Dataset records
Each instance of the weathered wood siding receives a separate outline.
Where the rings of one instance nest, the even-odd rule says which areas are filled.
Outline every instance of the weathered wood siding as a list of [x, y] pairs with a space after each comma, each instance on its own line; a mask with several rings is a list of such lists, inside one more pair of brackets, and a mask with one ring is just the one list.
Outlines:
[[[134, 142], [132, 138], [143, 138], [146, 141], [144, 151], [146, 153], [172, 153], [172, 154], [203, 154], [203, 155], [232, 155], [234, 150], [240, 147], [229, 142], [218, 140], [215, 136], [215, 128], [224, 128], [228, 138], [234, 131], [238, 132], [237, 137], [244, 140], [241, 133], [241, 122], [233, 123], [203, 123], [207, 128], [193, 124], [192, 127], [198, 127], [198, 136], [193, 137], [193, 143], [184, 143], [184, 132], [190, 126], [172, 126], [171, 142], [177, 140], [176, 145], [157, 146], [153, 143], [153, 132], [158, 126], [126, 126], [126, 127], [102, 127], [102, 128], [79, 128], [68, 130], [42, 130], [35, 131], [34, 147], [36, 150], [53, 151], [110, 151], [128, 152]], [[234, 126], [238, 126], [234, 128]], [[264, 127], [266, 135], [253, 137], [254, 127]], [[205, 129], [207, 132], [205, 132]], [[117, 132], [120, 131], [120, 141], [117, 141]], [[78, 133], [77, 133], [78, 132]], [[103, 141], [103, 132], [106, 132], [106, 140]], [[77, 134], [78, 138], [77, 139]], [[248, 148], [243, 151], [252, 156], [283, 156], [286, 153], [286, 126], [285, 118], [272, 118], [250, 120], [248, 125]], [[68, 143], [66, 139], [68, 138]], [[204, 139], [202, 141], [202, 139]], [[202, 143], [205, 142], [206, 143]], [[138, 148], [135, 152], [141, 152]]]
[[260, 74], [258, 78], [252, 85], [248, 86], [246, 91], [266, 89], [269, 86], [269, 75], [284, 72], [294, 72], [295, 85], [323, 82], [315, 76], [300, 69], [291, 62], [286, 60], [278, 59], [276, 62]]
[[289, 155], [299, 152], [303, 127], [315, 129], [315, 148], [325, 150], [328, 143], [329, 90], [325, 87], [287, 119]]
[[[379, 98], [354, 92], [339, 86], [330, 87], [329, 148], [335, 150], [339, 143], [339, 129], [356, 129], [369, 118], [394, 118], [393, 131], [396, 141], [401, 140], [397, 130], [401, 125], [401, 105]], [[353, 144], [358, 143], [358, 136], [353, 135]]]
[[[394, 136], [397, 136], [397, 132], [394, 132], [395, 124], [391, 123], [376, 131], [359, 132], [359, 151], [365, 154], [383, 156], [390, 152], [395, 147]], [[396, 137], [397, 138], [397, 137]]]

WRITTEN REQUEST |
Extract the complete data, matching each line exactly.

COMPLETED TASK |
Each instance of the weathered wood siding receives a separate outline.
Where the rings of one instance nest, the even-odd rule says which areas are filled.
Outline every instance of the weathered wood siding as a list of [x, y] pairs with a space after each comma, each instance on its own line; a mask with several rings is a list of such lists, inside one more pair of brackets, and a mask with one ring is just the one list.
Outlines:
[[[134, 142], [132, 138], [143, 138], [146, 141], [144, 151], [146, 153], [172, 153], [172, 154], [203, 154], [203, 155], [232, 155], [234, 150], [240, 147], [229, 142], [218, 140], [215, 136], [215, 128], [224, 128], [228, 138], [234, 131], [238, 132], [237, 137], [244, 140], [241, 133], [241, 122], [233, 123], [203, 123], [207, 128], [193, 124], [192, 127], [198, 127], [198, 136], [193, 137], [193, 143], [184, 143], [184, 132], [190, 126], [172, 126], [171, 142], [177, 140], [176, 145], [157, 146], [153, 143], [153, 132], [158, 126], [126, 126], [126, 127], [102, 127], [102, 128], [79, 128], [68, 130], [42, 130], [35, 131], [34, 147], [36, 150], [53, 151], [110, 151], [128, 152]], [[234, 126], [238, 126], [234, 128]], [[264, 127], [266, 135], [253, 137], [254, 127]], [[205, 129], [207, 132], [205, 132]], [[117, 132], [120, 131], [120, 141], [117, 141]], [[78, 133], [77, 133], [78, 132]], [[103, 141], [103, 132], [106, 132], [106, 140]], [[77, 134], [78, 138], [77, 139]], [[248, 148], [243, 151], [252, 156], [283, 156], [286, 153], [286, 126], [285, 118], [272, 118], [250, 120], [248, 125]], [[68, 143], [66, 139], [68, 138]], [[204, 139], [202, 141], [202, 139]], [[202, 143], [205, 142], [206, 143]], [[138, 148], [135, 152], [141, 152]]]
[[260, 74], [258, 78], [252, 85], [248, 86], [246, 91], [266, 89], [269, 86], [269, 75], [284, 72], [294, 72], [295, 85], [323, 82], [315, 76], [300, 69], [291, 62], [286, 60], [278, 59], [276, 62]]
[[289, 155], [299, 152], [303, 127], [315, 129], [315, 148], [325, 150], [328, 143], [329, 90], [325, 87], [287, 119]]
[[[379, 98], [354, 92], [339, 86], [330, 87], [329, 148], [335, 150], [339, 143], [339, 129], [356, 129], [369, 118], [394, 118], [393, 131], [396, 141], [401, 140], [397, 130], [401, 125], [401, 105]], [[353, 144], [358, 143], [358, 136], [353, 135]]]
[[[394, 136], [397, 136], [397, 132], [394, 132], [395, 124], [391, 123], [376, 131], [359, 132], [359, 151], [365, 154], [383, 156], [390, 152], [395, 147]], [[396, 137], [397, 138], [397, 137]]]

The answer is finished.